WHAT IS BEING ASKED: Repeat the rows below word for word, from the very start down to the line containing "point(54, 357)", with both ends included. Leave the pictures out of your answer.

(Collected data entries)
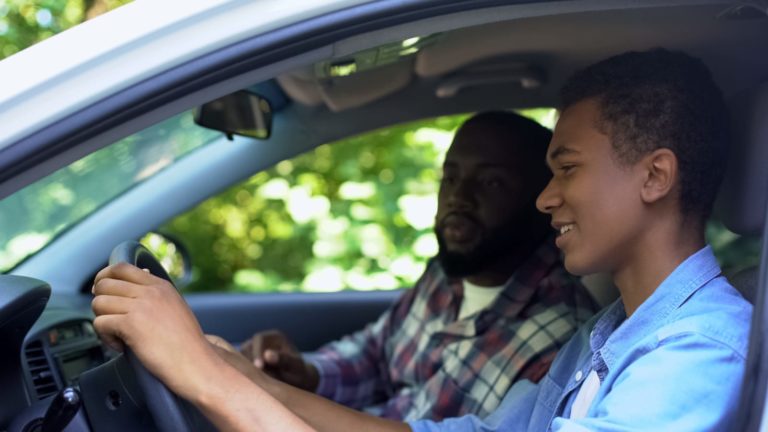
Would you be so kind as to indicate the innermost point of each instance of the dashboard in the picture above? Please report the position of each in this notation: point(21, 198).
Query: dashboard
point(54, 357)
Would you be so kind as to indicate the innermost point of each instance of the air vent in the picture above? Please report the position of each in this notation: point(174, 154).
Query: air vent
point(40, 372)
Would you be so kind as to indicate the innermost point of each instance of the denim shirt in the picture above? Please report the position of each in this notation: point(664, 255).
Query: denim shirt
point(676, 364)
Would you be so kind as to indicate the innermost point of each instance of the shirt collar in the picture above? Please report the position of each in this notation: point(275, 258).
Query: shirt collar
point(614, 334)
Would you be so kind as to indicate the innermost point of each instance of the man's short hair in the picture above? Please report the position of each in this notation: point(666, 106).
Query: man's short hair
point(530, 139)
point(661, 99)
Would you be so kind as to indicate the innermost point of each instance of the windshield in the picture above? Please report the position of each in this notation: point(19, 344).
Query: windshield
point(35, 215)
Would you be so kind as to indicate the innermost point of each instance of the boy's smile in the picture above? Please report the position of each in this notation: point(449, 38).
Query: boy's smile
point(593, 199)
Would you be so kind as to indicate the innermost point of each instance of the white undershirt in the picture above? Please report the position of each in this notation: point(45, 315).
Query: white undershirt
point(585, 396)
point(477, 298)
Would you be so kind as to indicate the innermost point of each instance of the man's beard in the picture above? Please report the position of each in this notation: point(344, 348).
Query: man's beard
point(494, 245)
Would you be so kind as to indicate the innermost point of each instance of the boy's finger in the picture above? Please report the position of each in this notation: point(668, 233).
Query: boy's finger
point(110, 305)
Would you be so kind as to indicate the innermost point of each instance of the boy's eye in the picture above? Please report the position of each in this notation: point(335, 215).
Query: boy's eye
point(448, 179)
point(493, 182)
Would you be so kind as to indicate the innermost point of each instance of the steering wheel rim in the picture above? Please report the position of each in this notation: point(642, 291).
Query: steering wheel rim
point(167, 409)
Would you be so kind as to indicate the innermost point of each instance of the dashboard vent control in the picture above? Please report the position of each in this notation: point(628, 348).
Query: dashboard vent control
point(39, 370)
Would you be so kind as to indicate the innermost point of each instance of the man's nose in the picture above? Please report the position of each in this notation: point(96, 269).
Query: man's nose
point(549, 199)
point(462, 196)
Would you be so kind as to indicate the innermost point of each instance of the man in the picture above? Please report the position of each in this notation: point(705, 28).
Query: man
point(637, 160)
point(497, 297)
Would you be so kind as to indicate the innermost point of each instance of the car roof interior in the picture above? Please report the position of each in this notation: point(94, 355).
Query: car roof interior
point(513, 56)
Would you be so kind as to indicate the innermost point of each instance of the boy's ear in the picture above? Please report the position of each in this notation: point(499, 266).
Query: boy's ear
point(660, 174)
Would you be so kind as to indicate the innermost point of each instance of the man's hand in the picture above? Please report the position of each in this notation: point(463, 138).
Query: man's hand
point(272, 352)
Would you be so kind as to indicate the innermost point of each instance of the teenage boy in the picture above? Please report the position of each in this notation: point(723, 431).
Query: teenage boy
point(637, 159)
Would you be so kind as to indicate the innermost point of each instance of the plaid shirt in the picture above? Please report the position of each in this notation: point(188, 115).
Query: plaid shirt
point(418, 361)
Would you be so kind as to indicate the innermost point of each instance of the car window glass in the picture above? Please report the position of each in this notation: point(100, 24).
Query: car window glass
point(354, 214)
point(33, 216)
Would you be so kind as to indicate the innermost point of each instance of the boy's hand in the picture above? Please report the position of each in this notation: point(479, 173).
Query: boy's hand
point(144, 312)
point(272, 352)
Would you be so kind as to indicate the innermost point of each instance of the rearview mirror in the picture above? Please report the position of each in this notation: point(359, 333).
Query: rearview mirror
point(240, 113)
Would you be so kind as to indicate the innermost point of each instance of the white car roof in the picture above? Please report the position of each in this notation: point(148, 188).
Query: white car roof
point(73, 69)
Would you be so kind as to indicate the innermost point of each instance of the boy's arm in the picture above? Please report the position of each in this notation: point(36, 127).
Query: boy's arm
point(689, 382)
point(136, 309)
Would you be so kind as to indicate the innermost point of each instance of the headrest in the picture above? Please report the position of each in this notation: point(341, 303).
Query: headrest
point(741, 203)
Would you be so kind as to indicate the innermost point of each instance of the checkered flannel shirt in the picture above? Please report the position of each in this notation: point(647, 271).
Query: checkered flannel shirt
point(418, 361)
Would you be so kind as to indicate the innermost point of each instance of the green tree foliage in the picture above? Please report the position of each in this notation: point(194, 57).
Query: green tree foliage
point(353, 214)
point(26, 22)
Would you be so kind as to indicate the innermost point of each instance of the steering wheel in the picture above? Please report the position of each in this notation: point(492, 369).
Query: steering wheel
point(170, 413)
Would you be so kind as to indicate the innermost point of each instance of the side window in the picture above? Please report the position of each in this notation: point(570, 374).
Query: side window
point(354, 214)
point(734, 252)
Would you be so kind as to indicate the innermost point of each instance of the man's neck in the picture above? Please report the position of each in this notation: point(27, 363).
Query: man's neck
point(499, 272)
point(664, 249)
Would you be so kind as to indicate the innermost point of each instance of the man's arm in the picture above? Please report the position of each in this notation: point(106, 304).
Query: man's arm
point(136, 309)
point(354, 371)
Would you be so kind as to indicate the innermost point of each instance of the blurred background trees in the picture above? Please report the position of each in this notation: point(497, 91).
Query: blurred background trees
point(355, 214)
point(26, 22)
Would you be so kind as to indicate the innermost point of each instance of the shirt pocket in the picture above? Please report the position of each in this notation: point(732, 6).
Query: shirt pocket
point(548, 398)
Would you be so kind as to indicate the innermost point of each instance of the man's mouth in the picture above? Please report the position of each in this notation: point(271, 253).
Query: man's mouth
point(565, 228)
point(459, 229)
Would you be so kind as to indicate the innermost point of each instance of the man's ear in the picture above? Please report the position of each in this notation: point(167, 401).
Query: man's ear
point(660, 167)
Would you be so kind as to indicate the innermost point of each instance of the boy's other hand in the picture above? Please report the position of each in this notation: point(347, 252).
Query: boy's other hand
point(272, 352)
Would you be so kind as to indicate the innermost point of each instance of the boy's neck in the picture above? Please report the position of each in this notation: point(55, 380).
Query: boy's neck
point(664, 248)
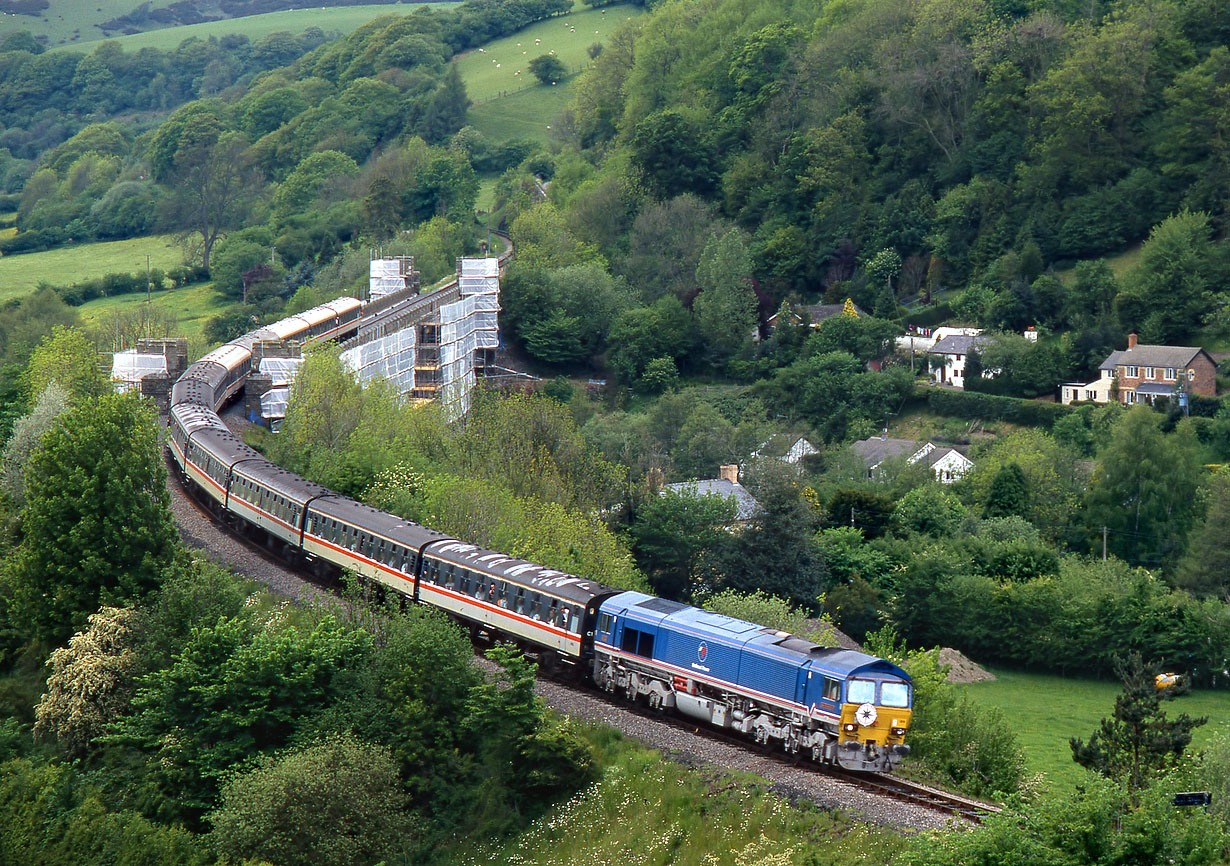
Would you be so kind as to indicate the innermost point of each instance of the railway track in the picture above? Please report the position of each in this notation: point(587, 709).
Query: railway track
point(894, 787)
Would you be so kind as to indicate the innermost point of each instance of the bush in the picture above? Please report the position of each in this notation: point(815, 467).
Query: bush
point(991, 407)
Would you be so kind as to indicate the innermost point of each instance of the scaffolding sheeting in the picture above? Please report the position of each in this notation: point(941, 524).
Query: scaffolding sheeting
point(282, 370)
point(388, 276)
point(129, 367)
point(273, 404)
point(391, 357)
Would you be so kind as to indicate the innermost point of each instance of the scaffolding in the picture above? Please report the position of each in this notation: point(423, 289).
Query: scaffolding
point(390, 358)
point(129, 367)
point(389, 276)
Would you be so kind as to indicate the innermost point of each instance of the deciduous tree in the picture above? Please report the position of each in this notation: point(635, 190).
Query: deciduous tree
point(96, 528)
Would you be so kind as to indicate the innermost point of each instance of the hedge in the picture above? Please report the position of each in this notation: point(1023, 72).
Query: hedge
point(991, 407)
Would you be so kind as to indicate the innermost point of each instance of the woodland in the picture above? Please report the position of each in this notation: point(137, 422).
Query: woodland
point(1001, 164)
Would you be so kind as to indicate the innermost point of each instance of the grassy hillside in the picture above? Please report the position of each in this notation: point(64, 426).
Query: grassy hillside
point(524, 115)
point(68, 22)
point(502, 67)
point(1046, 711)
point(340, 20)
point(21, 274)
point(192, 306)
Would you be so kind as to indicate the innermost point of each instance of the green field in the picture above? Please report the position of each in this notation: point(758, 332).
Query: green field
point(255, 27)
point(502, 67)
point(75, 25)
point(1046, 711)
point(192, 306)
point(524, 115)
point(64, 266)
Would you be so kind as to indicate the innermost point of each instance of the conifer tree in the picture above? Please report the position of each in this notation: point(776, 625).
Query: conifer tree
point(1138, 742)
point(1009, 495)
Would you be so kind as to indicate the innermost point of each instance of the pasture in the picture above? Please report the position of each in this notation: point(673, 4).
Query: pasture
point(64, 266)
point(337, 20)
point(191, 308)
point(1046, 711)
point(501, 68)
point(524, 115)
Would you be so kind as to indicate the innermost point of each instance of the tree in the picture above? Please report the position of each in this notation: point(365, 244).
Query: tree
point(930, 509)
point(1009, 495)
point(670, 534)
point(68, 358)
point(91, 680)
point(238, 688)
point(212, 188)
point(726, 308)
point(547, 69)
point(336, 802)
point(97, 527)
point(1144, 488)
point(27, 434)
point(1138, 742)
point(1206, 568)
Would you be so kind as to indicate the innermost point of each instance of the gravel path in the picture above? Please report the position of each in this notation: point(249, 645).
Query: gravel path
point(199, 530)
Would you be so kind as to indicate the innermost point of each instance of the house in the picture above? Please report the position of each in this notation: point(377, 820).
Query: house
point(950, 356)
point(793, 455)
point(947, 464)
point(1148, 373)
point(726, 486)
point(818, 313)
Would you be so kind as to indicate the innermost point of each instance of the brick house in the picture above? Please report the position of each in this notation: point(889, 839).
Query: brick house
point(1148, 373)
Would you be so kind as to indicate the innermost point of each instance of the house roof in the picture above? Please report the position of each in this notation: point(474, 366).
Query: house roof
point(937, 454)
point(961, 343)
point(821, 311)
point(873, 452)
point(1156, 388)
point(745, 504)
point(1155, 356)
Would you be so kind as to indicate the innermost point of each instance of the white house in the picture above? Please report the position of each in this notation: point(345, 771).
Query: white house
point(951, 354)
point(947, 464)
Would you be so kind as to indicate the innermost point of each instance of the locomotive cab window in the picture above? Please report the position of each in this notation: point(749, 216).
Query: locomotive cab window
point(861, 691)
point(894, 694)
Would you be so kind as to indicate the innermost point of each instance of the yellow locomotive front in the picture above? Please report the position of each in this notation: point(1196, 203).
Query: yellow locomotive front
point(875, 719)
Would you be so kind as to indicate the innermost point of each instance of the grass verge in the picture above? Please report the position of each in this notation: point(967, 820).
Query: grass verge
point(646, 810)
point(1047, 711)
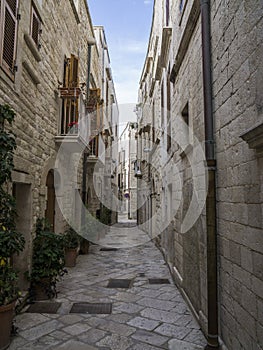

SOLUTION:
Would you be so kind as to indicate the innermost point of each instance of the dashboard in the picture above? Please report the position of each in this notation: point(21, 198).
Query: dashboard
point(54, 357)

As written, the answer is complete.